List each line in the items below that contains the word "black".

**Raw data**:
══════════
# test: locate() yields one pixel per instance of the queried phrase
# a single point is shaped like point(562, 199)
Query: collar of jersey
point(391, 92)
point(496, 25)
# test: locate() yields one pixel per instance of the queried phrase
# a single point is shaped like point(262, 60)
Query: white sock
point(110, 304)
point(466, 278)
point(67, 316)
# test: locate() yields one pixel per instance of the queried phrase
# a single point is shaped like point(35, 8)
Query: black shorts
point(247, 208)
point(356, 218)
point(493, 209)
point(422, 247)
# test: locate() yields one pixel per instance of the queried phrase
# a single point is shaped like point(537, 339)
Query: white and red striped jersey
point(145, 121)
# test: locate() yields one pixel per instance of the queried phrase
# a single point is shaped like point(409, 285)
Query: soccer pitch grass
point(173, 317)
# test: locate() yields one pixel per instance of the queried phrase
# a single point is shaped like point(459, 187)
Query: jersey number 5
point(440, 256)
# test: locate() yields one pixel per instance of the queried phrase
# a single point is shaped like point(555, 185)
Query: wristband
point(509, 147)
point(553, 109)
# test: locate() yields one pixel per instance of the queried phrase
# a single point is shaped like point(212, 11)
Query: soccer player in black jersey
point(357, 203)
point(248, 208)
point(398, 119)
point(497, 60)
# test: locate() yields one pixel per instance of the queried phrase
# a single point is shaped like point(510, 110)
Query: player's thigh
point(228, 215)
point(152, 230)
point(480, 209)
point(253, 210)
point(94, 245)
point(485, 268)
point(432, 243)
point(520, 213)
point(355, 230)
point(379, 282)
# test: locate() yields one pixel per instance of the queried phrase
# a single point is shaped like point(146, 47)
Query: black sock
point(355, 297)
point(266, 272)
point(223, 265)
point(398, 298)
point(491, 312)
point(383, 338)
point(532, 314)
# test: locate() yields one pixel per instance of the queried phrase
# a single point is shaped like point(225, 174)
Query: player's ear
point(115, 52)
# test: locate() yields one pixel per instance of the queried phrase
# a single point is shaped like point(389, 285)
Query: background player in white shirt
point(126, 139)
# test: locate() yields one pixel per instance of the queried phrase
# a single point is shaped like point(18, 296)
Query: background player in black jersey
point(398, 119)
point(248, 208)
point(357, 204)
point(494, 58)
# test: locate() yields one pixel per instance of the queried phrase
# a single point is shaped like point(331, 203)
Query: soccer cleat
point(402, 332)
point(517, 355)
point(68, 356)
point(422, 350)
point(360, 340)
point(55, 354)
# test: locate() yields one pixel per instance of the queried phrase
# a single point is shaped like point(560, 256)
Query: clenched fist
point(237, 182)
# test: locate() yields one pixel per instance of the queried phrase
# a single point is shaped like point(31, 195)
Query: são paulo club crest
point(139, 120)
══════════
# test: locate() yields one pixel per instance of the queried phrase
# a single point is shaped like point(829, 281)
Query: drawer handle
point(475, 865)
══════════
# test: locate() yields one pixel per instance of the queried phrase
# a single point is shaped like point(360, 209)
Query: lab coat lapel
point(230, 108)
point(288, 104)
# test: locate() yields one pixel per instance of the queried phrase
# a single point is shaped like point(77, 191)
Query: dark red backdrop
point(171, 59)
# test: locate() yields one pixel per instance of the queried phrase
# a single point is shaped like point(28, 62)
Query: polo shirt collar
══════════
**Correct answer**:
Query: black shorts
Query: soccer player in black jersey
Query: black sock
Query: background player in black jersey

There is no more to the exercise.